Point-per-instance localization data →
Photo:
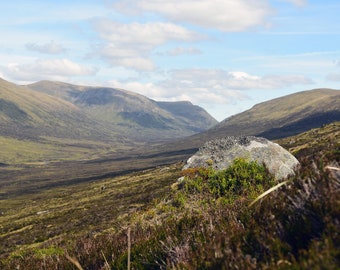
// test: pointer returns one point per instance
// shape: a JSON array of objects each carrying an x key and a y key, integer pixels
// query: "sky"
[{"x": 223, "y": 55}]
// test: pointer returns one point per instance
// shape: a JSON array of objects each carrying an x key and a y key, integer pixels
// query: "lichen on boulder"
[{"x": 220, "y": 153}]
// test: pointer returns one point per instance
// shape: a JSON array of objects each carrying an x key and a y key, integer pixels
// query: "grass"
[{"x": 203, "y": 222}]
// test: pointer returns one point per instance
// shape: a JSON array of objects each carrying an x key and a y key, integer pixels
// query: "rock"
[{"x": 220, "y": 154}]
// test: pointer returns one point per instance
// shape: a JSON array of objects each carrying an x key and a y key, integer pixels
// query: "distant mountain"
[
  {"x": 274, "y": 119},
  {"x": 27, "y": 114},
  {"x": 284, "y": 116},
  {"x": 134, "y": 115}
]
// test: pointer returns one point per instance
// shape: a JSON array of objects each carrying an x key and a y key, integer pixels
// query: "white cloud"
[
  {"x": 57, "y": 69},
  {"x": 131, "y": 45},
  {"x": 48, "y": 48},
  {"x": 209, "y": 86},
  {"x": 182, "y": 50},
  {"x": 224, "y": 15},
  {"x": 299, "y": 3},
  {"x": 335, "y": 77}
]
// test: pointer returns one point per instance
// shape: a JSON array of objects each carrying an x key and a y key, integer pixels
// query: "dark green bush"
[{"x": 242, "y": 177}]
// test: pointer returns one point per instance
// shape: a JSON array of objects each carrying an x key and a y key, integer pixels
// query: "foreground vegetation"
[{"x": 149, "y": 220}]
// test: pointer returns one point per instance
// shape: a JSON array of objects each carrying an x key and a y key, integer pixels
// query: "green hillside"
[
  {"x": 134, "y": 115},
  {"x": 195, "y": 224}
]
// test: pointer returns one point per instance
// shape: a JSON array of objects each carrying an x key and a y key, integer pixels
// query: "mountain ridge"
[{"x": 125, "y": 108}]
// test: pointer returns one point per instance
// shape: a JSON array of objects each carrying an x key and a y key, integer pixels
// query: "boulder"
[{"x": 220, "y": 154}]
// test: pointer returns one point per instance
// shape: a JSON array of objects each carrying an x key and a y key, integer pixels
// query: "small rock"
[{"x": 220, "y": 154}]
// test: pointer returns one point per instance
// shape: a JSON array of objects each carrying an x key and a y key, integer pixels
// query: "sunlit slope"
[
  {"x": 134, "y": 115},
  {"x": 284, "y": 116},
  {"x": 25, "y": 113}
]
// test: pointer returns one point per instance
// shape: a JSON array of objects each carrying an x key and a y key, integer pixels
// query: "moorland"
[{"x": 78, "y": 190}]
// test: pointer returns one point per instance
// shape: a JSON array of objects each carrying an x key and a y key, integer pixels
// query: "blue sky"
[{"x": 224, "y": 55}]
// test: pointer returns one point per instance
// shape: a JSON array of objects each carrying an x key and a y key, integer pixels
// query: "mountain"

What to work on →
Output the records verbatim, every one of them, and keep the pictures out.

Solution to the problem →
Photo:
// test: pointer returns one point per instance
// shape: a JSON array of objects each carrying an x key and a y key, integer pixels
// query: "sky"
[{"x": 223, "y": 55}]
// test: pointer returns one point per instance
// shape: a JSON array of objects each carrying an x key and a y key, integer pixels
// query: "lichen on boulder"
[{"x": 220, "y": 153}]
// test: pointer returns one point per instance
// shape: a JSON array of objects each carrying an x key and a y key, integer pixels
// query: "grass"
[{"x": 203, "y": 222}]
// test: pointer returns one point per instance
// shape: a JSON array of objects each carrying an x key and a y key, integer pixels
// query: "rock"
[{"x": 220, "y": 154}]
// test: pointer returns one point per instance
// shape: a JSON array of objects each carrying an x key and a y key, integer pixels
// query: "distant mountain"
[
  {"x": 274, "y": 119},
  {"x": 27, "y": 114},
  {"x": 284, "y": 116},
  {"x": 134, "y": 115}
]
// test: pointer returns one point per instance
// shape: a JSON array of objects each carrying an x key and a y key, integer pixels
// query: "white cloud"
[
  {"x": 57, "y": 69},
  {"x": 131, "y": 45},
  {"x": 48, "y": 48},
  {"x": 209, "y": 86},
  {"x": 182, "y": 50},
  {"x": 224, "y": 15},
  {"x": 299, "y": 3},
  {"x": 335, "y": 77}
]
// test: pointer returns one point per instance
// shape: a JSON array of objects each carrying an x key and a y key, integer pixels
// query: "dark green bush"
[{"x": 242, "y": 177}]
// test: pointer returns one point per instance
// shape: a JSON array of objects each carrying an x key and a y key, integer pixels
// query: "foreground vegetation"
[{"x": 149, "y": 220}]
// test: pointer returns one point per instance
// shape: a JSON array of objects each carrying an x key and a y key, integer pixels
// query: "green hillside"
[
  {"x": 134, "y": 115},
  {"x": 195, "y": 224}
]
// test: pointer returns one point per instance
// shape: a JSON array of objects each carrying an x key and a y key, integer pixels
// query: "mountain ridge"
[{"x": 125, "y": 108}]
// test: pointer returns one point per instance
// shape: a JSON array of objects each carrying an x key and a y key, integer pixels
// query: "boulder"
[{"x": 220, "y": 154}]
// test: pointer returns one point per instance
// shape: a JSON array of objects each carrying an x key and a y key, integer pixels
// query: "small rock"
[{"x": 220, "y": 154}]
// test: pointer returns one point per instance
// shape: a JSON array of objects each carrying an x key and a y key, integer pixels
// query: "sunlit slope"
[
  {"x": 134, "y": 115},
  {"x": 284, "y": 116},
  {"x": 25, "y": 113}
]
// test: pointer returns one point per instance
// shape: a JSON array of objects each carrying an x key and a y key, integer pixels
// query: "moorland"
[{"x": 78, "y": 190}]
// test: pointer returns one point per instance
// shape: a JSON array of objects each carrying an x key and a y key, integer pixels
// query: "blue sky"
[{"x": 224, "y": 55}]
// test: pointer returns one point per instance
// shape: a JSON array of objects each carrying an x key and a y key, integer pixels
// query: "mountain"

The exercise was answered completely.